YOUR INSTRUCTIONS:
Which lines of the material below contain the word "clicks", with case counting? Extract each of those lines in full.
──────── EXERCISE INPUTS
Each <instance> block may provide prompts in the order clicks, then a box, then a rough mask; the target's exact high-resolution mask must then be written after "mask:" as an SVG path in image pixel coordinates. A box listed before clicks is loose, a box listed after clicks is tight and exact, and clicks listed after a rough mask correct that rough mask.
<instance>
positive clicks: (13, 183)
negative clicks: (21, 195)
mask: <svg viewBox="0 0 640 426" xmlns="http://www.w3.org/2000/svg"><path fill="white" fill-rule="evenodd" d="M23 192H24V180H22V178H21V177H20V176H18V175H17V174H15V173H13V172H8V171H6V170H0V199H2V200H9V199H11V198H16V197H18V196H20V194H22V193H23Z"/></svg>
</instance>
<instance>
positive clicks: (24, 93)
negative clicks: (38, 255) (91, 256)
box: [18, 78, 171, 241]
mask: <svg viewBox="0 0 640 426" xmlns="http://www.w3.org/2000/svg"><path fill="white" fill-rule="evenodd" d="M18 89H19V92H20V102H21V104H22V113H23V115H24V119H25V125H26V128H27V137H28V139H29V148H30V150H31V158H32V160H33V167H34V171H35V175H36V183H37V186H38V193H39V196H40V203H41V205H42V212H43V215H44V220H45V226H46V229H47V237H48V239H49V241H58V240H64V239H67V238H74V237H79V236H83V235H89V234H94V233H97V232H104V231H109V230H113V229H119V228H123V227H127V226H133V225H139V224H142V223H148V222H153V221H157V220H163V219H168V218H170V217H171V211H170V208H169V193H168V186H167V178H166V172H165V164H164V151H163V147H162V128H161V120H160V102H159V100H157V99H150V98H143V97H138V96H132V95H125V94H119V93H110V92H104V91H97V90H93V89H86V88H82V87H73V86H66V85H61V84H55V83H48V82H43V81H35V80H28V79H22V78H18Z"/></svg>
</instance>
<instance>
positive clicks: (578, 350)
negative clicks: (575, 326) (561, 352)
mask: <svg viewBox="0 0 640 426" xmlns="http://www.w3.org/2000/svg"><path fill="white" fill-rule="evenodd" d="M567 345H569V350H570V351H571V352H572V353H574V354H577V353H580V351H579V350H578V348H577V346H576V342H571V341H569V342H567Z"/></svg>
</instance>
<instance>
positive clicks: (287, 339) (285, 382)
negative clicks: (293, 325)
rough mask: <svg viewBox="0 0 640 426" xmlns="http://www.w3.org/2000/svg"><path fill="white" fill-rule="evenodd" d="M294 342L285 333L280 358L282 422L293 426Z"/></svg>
────────────────
ANSWER FOR THIS EXERCISE:
Each <instance> block may provide prompts in the order clicks, then a box, then a rough mask; the target's exact high-resolution mask must then be written after "mask:" as an SVG path in image pixel coordinates. A box listed before clicks is loose, a box listed after clicks is tight and exact, and clicks listed after a rough mask correct that rough mask.
positive clicks: (13, 183)
negative clicks: (21, 195)
positive clicks: (24, 93)
negative clicks: (38, 255) (91, 256)
positive clicks: (578, 350)
negative clicks: (575, 326) (561, 352)
positive clicks: (287, 339) (285, 382)
negative clicks: (293, 325)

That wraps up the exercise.